___ Supplied entries ___

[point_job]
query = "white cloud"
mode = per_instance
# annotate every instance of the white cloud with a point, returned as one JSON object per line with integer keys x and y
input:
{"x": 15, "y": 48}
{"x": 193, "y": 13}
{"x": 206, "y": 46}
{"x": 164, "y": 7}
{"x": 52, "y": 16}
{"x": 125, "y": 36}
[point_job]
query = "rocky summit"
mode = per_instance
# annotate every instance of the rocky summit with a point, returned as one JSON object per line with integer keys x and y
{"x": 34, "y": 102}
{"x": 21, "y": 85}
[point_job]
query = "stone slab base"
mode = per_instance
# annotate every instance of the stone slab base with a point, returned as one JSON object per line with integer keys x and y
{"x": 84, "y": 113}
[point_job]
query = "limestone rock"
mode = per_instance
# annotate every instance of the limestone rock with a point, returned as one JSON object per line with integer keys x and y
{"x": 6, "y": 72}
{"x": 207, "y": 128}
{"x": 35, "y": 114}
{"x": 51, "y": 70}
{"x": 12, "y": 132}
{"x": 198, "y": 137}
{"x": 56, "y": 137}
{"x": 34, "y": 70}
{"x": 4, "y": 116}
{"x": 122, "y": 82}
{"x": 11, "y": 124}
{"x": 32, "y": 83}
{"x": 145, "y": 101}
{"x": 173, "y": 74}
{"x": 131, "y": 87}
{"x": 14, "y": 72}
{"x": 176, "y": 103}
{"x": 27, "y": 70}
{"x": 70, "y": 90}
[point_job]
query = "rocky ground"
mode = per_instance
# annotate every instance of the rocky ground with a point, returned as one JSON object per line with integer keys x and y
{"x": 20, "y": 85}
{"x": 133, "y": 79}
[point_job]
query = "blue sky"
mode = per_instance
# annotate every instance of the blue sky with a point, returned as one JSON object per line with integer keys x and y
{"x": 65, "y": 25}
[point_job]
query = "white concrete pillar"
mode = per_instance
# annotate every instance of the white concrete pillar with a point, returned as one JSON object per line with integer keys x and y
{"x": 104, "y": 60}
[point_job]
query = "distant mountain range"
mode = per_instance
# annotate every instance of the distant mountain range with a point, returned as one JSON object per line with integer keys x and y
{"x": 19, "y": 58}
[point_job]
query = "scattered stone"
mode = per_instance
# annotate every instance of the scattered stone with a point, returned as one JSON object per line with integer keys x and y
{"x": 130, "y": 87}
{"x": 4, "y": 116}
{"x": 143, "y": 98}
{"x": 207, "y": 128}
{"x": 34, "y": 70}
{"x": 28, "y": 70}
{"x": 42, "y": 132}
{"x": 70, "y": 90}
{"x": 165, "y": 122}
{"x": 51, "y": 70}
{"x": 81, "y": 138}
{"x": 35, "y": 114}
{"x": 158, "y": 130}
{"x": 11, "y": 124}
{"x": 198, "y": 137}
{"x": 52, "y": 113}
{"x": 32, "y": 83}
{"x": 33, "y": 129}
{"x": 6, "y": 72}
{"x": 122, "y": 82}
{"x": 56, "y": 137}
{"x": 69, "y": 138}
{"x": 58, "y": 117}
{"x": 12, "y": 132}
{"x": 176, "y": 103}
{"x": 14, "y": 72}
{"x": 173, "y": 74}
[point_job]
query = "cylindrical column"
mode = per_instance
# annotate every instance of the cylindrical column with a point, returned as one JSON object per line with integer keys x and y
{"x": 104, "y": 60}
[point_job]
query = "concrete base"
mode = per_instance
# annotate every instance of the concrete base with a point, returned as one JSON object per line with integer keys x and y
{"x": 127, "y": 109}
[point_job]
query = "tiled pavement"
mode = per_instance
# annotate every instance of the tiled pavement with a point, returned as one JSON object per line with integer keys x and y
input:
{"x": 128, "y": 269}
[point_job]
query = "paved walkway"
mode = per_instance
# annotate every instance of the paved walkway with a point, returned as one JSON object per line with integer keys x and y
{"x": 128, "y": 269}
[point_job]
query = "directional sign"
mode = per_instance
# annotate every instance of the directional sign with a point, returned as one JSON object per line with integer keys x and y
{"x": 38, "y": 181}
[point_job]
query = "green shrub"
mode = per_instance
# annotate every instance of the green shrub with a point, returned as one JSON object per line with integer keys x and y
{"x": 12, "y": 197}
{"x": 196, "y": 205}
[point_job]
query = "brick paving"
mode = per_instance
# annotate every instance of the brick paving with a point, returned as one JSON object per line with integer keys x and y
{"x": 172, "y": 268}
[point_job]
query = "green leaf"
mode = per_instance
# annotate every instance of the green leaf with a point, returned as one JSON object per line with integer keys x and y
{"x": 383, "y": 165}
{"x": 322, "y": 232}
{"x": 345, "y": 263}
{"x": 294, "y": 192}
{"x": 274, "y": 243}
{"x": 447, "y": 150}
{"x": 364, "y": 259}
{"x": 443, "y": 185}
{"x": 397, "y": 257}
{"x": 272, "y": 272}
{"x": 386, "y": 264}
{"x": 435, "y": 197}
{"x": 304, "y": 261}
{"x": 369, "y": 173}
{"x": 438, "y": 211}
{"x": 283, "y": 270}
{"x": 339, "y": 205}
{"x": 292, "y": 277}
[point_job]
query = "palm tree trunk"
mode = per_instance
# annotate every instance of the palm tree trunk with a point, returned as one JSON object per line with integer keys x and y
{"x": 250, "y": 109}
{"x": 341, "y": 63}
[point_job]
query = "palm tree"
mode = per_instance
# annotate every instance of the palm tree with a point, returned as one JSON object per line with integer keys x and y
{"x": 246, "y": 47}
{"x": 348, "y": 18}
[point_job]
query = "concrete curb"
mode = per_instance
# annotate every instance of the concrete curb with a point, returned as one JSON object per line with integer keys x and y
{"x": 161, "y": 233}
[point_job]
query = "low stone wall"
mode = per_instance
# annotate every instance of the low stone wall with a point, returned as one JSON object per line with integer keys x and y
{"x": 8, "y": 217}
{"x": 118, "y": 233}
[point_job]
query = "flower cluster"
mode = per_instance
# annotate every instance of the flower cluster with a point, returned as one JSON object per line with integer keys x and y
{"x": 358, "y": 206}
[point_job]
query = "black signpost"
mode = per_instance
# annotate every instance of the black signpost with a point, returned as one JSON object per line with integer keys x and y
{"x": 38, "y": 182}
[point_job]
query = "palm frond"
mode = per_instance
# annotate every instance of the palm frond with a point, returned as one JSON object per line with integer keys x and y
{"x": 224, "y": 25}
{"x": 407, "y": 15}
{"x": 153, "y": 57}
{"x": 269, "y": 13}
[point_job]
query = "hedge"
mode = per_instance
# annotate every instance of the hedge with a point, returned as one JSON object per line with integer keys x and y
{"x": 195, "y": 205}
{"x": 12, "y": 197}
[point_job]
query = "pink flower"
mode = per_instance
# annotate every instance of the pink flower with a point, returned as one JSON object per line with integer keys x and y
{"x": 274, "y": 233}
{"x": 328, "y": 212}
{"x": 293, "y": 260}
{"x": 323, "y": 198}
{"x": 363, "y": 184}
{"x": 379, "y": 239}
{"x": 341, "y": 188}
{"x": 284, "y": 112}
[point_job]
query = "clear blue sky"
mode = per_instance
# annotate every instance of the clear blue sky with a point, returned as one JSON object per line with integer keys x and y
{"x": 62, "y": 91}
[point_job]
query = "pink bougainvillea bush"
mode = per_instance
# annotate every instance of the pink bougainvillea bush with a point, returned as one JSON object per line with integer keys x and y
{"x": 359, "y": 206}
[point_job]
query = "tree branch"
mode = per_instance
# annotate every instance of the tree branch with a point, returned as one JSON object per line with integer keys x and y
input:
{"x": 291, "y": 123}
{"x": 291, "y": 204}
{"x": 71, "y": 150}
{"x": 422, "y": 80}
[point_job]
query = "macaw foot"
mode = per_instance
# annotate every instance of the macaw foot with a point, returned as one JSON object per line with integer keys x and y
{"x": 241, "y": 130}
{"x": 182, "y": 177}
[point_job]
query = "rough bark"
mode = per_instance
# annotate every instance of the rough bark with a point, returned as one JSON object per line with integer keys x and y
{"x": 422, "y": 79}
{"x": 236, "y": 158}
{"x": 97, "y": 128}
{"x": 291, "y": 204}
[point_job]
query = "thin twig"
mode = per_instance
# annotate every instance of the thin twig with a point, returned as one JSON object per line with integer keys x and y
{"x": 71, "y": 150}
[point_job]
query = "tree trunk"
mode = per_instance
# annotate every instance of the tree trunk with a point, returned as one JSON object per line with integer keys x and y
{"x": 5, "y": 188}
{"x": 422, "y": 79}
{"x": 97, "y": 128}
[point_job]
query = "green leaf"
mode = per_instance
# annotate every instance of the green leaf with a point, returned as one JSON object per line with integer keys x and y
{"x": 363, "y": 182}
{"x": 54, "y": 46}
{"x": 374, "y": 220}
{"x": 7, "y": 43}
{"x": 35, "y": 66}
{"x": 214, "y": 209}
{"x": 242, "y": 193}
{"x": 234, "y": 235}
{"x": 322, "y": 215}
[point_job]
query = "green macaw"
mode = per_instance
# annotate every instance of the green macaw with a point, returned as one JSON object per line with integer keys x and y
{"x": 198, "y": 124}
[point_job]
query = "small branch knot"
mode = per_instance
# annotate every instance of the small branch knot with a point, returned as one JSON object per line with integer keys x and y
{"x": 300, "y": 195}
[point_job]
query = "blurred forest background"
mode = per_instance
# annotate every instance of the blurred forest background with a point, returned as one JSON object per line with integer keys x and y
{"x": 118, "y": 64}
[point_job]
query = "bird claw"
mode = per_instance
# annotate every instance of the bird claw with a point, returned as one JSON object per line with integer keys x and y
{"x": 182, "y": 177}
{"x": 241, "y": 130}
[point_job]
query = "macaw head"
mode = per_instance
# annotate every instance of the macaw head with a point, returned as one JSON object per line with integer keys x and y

___

:: Given instruction ::
Which lines in the data above contain the word "base"? Pull out each one and copy it.

:: Exercise output ::
query = "stone slab base"
# annotate every instance of the stone slab base with a point, returned as one JSON object per line with integer keys x and y
query = "concrete base"
# annotate every instance of the concrete base with a point, returned as one JSON object per line with integer keys x and y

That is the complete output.